Work to do: Write out all the lines again, precisely as they stand, but without the images.

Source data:

-- start --

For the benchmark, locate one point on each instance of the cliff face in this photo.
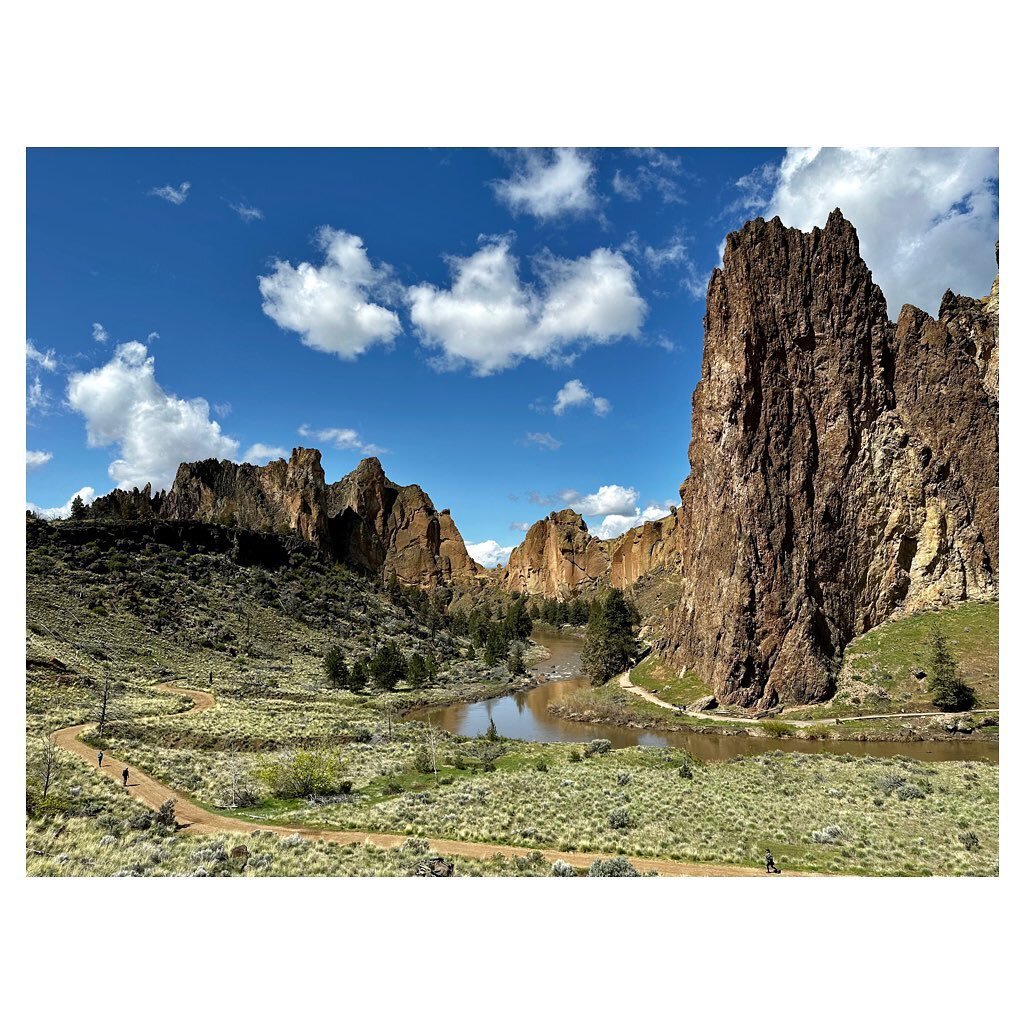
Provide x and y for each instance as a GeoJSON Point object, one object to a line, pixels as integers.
{"type": "Point", "coordinates": [558, 558]}
{"type": "Point", "coordinates": [842, 468]}
{"type": "Point", "coordinates": [364, 520]}
{"type": "Point", "coordinates": [386, 527]}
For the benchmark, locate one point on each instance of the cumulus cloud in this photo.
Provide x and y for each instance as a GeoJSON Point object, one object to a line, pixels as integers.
{"type": "Point", "coordinates": [927, 218]}
{"type": "Point", "coordinates": [172, 195]}
{"type": "Point", "coordinates": [36, 459]}
{"type": "Point", "coordinates": [609, 499]}
{"type": "Point", "coordinates": [46, 360]}
{"type": "Point", "coordinates": [62, 511]}
{"type": "Point", "coordinates": [342, 437]}
{"type": "Point", "coordinates": [330, 306]}
{"type": "Point", "coordinates": [124, 406]}
{"type": "Point", "coordinates": [574, 392]}
{"type": "Point", "coordinates": [549, 184]}
{"type": "Point", "coordinates": [491, 321]}
{"type": "Point", "coordinates": [246, 212]}
{"type": "Point", "coordinates": [488, 553]}
{"type": "Point", "coordinates": [615, 525]}
{"type": "Point", "coordinates": [544, 440]}
{"type": "Point", "coordinates": [260, 455]}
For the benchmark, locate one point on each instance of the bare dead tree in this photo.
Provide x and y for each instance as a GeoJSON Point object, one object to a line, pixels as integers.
{"type": "Point", "coordinates": [49, 765]}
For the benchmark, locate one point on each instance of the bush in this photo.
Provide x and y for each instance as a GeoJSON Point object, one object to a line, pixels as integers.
{"type": "Point", "coordinates": [969, 840]}
{"type": "Point", "coordinates": [829, 835]}
{"type": "Point", "coordinates": [613, 867]}
{"type": "Point", "coordinates": [620, 818]}
{"type": "Point", "coordinates": [910, 792]}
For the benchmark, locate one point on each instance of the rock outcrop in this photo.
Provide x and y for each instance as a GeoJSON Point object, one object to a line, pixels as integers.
{"type": "Point", "coordinates": [558, 558]}
{"type": "Point", "coordinates": [843, 468]}
{"type": "Point", "coordinates": [364, 520]}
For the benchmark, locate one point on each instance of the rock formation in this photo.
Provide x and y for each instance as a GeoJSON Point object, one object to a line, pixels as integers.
{"type": "Point", "coordinates": [384, 527]}
{"type": "Point", "coordinates": [842, 468]}
{"type": "Point", "coordinates": [364, 520]}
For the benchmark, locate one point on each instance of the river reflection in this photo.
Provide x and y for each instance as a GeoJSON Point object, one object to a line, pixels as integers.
{"type": "Point", "coordinates": [526, 716]}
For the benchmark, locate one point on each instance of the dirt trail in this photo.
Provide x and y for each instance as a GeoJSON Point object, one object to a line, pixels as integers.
{"type": "Point", "coordinates": [198, 819]}
{"type": "Point", "coordinates": [626, 683]}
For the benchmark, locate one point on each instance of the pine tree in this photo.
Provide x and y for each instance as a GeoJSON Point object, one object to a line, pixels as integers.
{"type": "Point", "coordinates": [949, 690]}
{"type": "Point", "coordinates": [335, 668]}
{"type": "Point", "coordinates": [610, 645]}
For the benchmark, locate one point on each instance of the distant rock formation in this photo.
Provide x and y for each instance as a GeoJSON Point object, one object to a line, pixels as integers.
{"type": "Point", "coordinates": [843, 469]}
{"type": "Point", "coordinates": [364, 520]}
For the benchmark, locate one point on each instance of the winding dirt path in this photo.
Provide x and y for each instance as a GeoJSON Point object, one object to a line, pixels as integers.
{"type": "Point", "coordinates": [147, 791]}
{"type": "Point", "coordinates": [627, 684]}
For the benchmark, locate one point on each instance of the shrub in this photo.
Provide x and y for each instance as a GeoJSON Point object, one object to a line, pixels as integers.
{"type": "Point", "coordinates": [620, 818]}
{"type": "Point", "coordinates": [829, 835]}
{"type": "Point", "coordinates": [910, 792]}
{"type": "Point", "coordinates": [613, 867]}
{"type": "Point", "coordinates": [165, 816]}
{"type": "Point", "coordinates": [969, 840]}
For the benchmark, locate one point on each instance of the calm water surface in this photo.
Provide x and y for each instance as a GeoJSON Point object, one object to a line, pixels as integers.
{"type": "Point", "coordinates": [525, 716]}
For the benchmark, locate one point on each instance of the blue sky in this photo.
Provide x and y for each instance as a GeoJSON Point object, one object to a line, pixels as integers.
{"type": "Point", "coordinates": [515, 331]}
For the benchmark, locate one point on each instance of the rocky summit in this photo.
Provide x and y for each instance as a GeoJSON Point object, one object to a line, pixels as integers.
{"type": "Point", "coordinates": [364, 520]}
{"type": "Point", "coordinates": [844, 469]}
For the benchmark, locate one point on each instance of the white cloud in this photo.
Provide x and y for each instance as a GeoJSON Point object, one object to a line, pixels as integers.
{"type": "Point", "coordinates": [927, 218]}
{"type": "Point", "coordinates": [544, 440]}
{"type": "Point", "coordinates": [45, 359]}
{"type": "Point", "coordinates": [549, 184]}
{"type": "Point", "coordinates": [36, 459]}
{"type": "Point", "coordinates": [616, 524]}
{"type": "Point", "coordinates": [609, 499]}
{"type": "Point", "coordinates": [172, 195]}
{"type": "Point", "coordinates": [491, 320]}
{"type": "Point", "coordinates": [62, 511]}
{"type": "Point", "coordinates": [37, 398]}
{"type": "Point", "coordinates": [260, 455]}
{"type": "Point", "coordinates": [574, 392]}
{"type": "Point", "coordinates": [488, 553]}
{"type": "Point", "coordinates": [330, 305]}
{"type": "Point", "coordinates": [155, 431]}
{"type": "Point", "coordinates": [342, 437]}
{"type": "Point", "coordinates": [246, 212]}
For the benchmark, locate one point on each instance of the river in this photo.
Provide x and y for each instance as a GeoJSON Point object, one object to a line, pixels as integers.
{"type": "Point", "coordinates": [525, 716]}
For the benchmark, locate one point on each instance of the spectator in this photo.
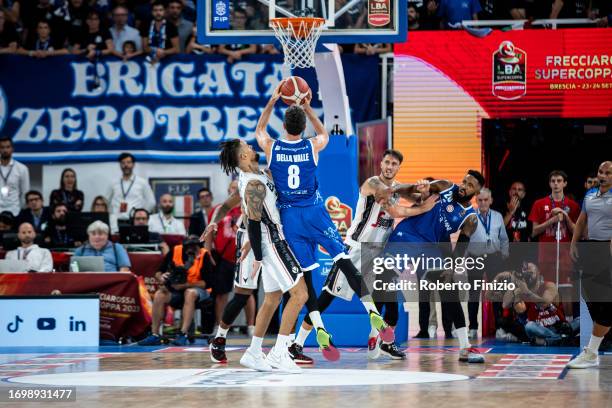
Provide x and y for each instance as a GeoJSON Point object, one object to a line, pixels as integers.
{"type": "Point", "coordinates": [413, 18]}
{"type": "Point", "coordinates": [453, 12]}
{"type": "Point", "coordinates": [235, 52]}
{"type": "Point", "coordinates": [428, 15]}
{"type": "Point", "coordinates": [141, 218]}
{"type": "Point", "coordinates": [183, 276]}
{"type": "Point", "coordinates": [100, 205]}
{"type": "Point", "coordinates": [115, 256]}
{"type": "Point", "coordinates": [518, 226]}
{"type": "Point", "coordinates": [122, 33]}
{"type": "Point", "coordinates": [130, 191]}
{"type": "Point", "coordinates": [56, 235]}
{"type": "Point", "coordinates": [39, 259]}
{"type": "Point", "coordinates": [199, 219]}
{"type": "Point", "coordinates": [184, 27]}
{"type": "Point", "coordinates": [372, 49]}
{"type": "Point", "coordinates": [41, 44]}
{"type": "Point", "coordinates": [553, 219]}
{"type": "Point", "coordinates": [164, 222]}
{"type": "Point", "coordinates": [7, 222]}
{"type": "Point", "coordinates": [591, 182]}
{"type": "Point", "coordinates": [490, 242]}
{"type": "Point", "coordinates": [8, 35]}
{"type": "Point", "coordinates": [36, 214]}
{"type": "Point", "coordinates": [193, 47]}
{"type": "Point", "coordinates": [68, 193]}
{"type": "Point", "coordinates": [160, 37]}
{"type": "Point", "coordinates": [14, 179]}
{"type": "Point", "coordinates": [95, 40]}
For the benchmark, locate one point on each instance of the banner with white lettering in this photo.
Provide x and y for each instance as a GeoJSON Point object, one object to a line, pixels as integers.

-- end --

Result of the exercise:
For the benchmark, locate one point on each instance of the cliff face in this photo.
Provide x and y for each instance as a GeoJSON Point object, one object to a line, pixels as integers.
{"type": "Point", "coordinates": [558, 558]}
{"type": "Point", "coordinates": [842, 468]}
{"type": "Point", "coordinates": [364, 520]}
{"type": "Point", "coordinates": [386, 527]}
For the benchmark, locate one point on each instance of the cumulus cloud in this photo.
Provide x and y for each instance as a GeoJSON Point object, one object to a line, pixels as integers.
{"type": "Point", "coordinates": [927, 218]}
{"type": "Point", "coordinates": [172, 195]}
{"type": "Point", "coordinates": [36, 459]}
{"type": "Point", "coordinates": [609, 499]}
{"type": "Point", "coordinates": [46, 360]}
{"type": "Point", "coordinates": [62, 511]}
{"type": "Point", "coordinates": [342, 437]}
{"type": "Point", "coordinates": [330, 306]}
{"type": "Point", "coordinates": [124, 406]}
{"type": "Point", "coordinates": [574, 392]}
{"type": "Point", "coordinates": [549, 184]}
{"type": "Point", "coordinates": [491, 321]}
{"type": "Point", "coordinates": [246, 212]}
{"type": "Point", "coordinates": [488, 553]}
{"type": "Point", "coordinates": [615, 525]}
{"type": "Point", "coordinates": [544, 440]}
{"type": "Point", "coordinates": [260, 455]}
For the benchmark, locate one point on each instance of the bare dead tree in this photo.
Provide x and y for each instance as a GeoJSON Point object, one object to a line, pixels as integers.
{"type": "Point", "coordinates": [49, 765]}
For the benchmark, locate one point on each instance of the bush in this photo.
Provide x and y for each instance as a GeoJSON Point object, one object to a line, pixels as integers.
{"type": "Point", "coordinates": [969, 840]}
{"type": "Point", "coordinates": [829, 835]}
{"type": "Point", "coordinates": [613, 867]}
{"type": "Point", "coordinates": [620, 818]}
{"type": "Point", "coordinates": [910, 792]}
For the benchmark, locate one point on each instance of the rock outcrop in this photo.
Provide x and y for each instance as a GeoJSON Point object, one object to a line, pixels as integers.
{"type": "Point", "coordinates": [558, 558]}
{"type": "Point", "coordinates": [843, 468]}
{"type": "Point", "coordinates": [364, 520]}
For the benchmark, locate one point on each instance of the rock formation in this photo.
Provide x and y for each instance as a GeoJSON Point object, one object to a line, pixels as integers.
{"type": "Point", "coordinates": [384, 527]}
{"type": "Point", "coordinates": [842, 468]}
{"type": "Point", "coordinates": [364, 520]}
For the benchmark, locate one point on each instance of the river reflection in this photo.
Provide x and y for each instance as a GeoJSON Point object, one object to a line, pixels as integers.
{"type": "Point", "coordinates": [526, 716]}
For the benchmark, locate one point on each instance of the dirt trail in this photo.
Provide x and y for each instance as a GeoJSON Point object, one object to a line, pixels as integers.
{"type": "Point", "coordinates": [198, 819]}
{"type": "Point", "coordinates": [626, 683]}
For the benchmark, locate one point on each instance of the pine tree in this photo.
Provide x and y for each instance as a GeoJSON Point object, one object to a line, pixels as integers.
{"type": "Point", "coordinates": [949, 690]}
{"type": "Point", "coordinates": [335, 668]}
{"type": "Point", "coordinates": [610, 645]}
For the benchmark, locate one point on each instance of the distant rock formation in this photo.
Provide x and y for each instance as a GeoJSON Point object, one object to a line, pixels as integers.
{"type": "Point", "coordinates": [843, 469]}
{"type": "Point", "coordinates": [364, 520]}
For the benchmark, locate one point on each instance of the winding dirt path in this photo.
Provide x and y for each instance as a GeoJSON Point object, one object to a line, pixels as integers.
{"type": "Point", "coordinates": [147, 791]}
{"type": "Point", "coordinates": [627, 684]}
For the benchmark, locate one point on each instance of the shrub in this photo.
Provide x and y for each instance as a GeoJSON Point object, one object to a line, pixels as integers.
{"type": "Point", "coordinates": [620, 818]}
{"type": "Point", "coordinates": [829, 835]}
{"type": "Point", "coordinates": [910, 792]}
{"type": "Point", "coordinates": [613, 867]}
{"type": "Point", "coordinates": [165, 816]}
{"type": "Point", "coordinates": [969, 840]}
For the benchmark, locate one point on each instance of the calm water surface in this photo.
Provide x and y for each instance as a GeoJSON Point object, one object to a line, pixels as integers.
{"type": "Point", "coordinates": [525, 716]}
For the benchmark, locate one point on each instance of the blue sky in this photo.
Provide x and y for each instance as a GeoJSON Point object, one object to a line, pixels as integers.
{"type": "Point", "coordinates": [515, 331]}
For the benchmark, locate one point on each instance of the rocky summit in this photo.
Provide x and y for each instance as a GeoJSON Point object, one object to a line, pixels as integers.
{"type": "Point", "coordinates": [364, 520]}
{"type": "Point", "coordinates": [844, 469]}
For the benchmark, locate one point on each instance of the white cloud in this photo.
Provide x and y for each instance as a GeoJSON Point object, one object to a line, pixels as integers.
{"type": "Point", "coordinates": [927, 218]}
{"type": "Point", "coordinates": [544, 440]}
{"type": "Point", "coordinates": [45, 359]}
{"type": "Point", "coordinates": [549, 184]}
{"type": "Point", "coordinates": [36, 459]}
{"type": "Point", "coordinates": [616, 524]}
{"type": "Point", "coordinates": [609, 499]}
{"type": "Point", "coordinates": [172, 195]}
{"type": "Point", "coordinates": [491, 320]}
{"type": "Point", "coordinates": [62, 511]}
{"type": "Point", "coordinates": [37, 398]}
{"type": "Point", "coordinates": [260, 455]}
{"type": "Point", "coordinates": [574, 392]}
{"type": "Point", "coordinates": [488, 553]}
{"type": "Point", "coordinates": [330, 305]}
{"type": "Point", "coordinates": [155, 431]}
{"type": "Point", "coordinates": [342, 437]}
{"type": "Point", "coordinates": [246, 212]}
For the benchmark, locate one point on each instance of the river in this photo.
Provide x and y for each instance as a GeoJSON Point object, one object to a line, pixels as integers.
{"type": "Point", "coordinates": [525, 716]}
For the benchmark, locate one point on each instance of the spectator in this photo.
Provide x and y for each instance as a GeoJSON Point object, one object to a line, pixels as integers.
{"type": "Point", "coordinates": [413, 18]}
{"type": "Point", "coordinates": [453, 12]}
{"type": "Point", "coordinates": [235, 52]}
{"type": "Point", "coordinates": [428, 15]}
{"type": "Point", "coordinates": [141, 218]}
{"type": "Point", "coordinates": [183, 276]}
{"type": "Point", "coordinates": [100, 205]}
{"type": "Point", "coordinates": [115, 256]}
{"type": "Point", "coordinates": [518, 226]}
{"type": "Point", "coordinates": [122, 33]}
{"type": "Point", "coordinates": [130, 191]}
{"type": "Point", "coordinates": [56, 235]}
{"type": "Point", "coordinates": [39, 259]}
{"type": "Point", "coordinates": [199, 219]}
{"type": "Point", "coordinates": [184, 27]}
{"type": "Point", "coordinates": [372, 49]}
{"type": "Point", "coordinates": [41, 44]}
{"type": "Point", "coordinates": [553, 219]}
{"type": "Point", "coordinates": [164, 222]}
{"type": "Point", "coordinates": [7, 222]}
{"type": "Point", "coordinates": [591, 182]}
{"type": "Point", "coordinates": [490, 242]}
{"type": "Point", "coordinates": [8, 35]}
{"type": "Point", "coordinates": [36, 214]}
{"type": "Point", "coordinates": [193, 47]}
{"type": "Point", "coordinates": [68, 193]}
{"type": "Point", "coordinates": [160, 37]}
{"type": "Point", "coordinates": [14, 179]}
{"type": "Point", "coordinates": [95, 40]}
For the benchmark, locate one point on each instance of the banner with white lettering in this photo.
Provide x and y for each instance as a GeoJSON Point object, one object to a line, pixels as integers.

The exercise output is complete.